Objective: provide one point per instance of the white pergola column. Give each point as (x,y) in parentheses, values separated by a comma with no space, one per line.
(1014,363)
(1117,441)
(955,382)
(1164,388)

▸ **Work to be completed**:
Recast the records above as a Markdown table with the columns "No." and "Text," one row per nonblank line, numbered in order.

▸ **Exercise answer**:
| No. | Text |
|---|---|
| 1 | Objective: provide one point per instance of the white pergola column. Give each point as (x,y) in parentheses, values separated by a comma with no space, one per line. |
| 2 | (1014,363) |
| 3 | (1117,441) |
| 4 | (955,382) |
| 5 | (1164,388) |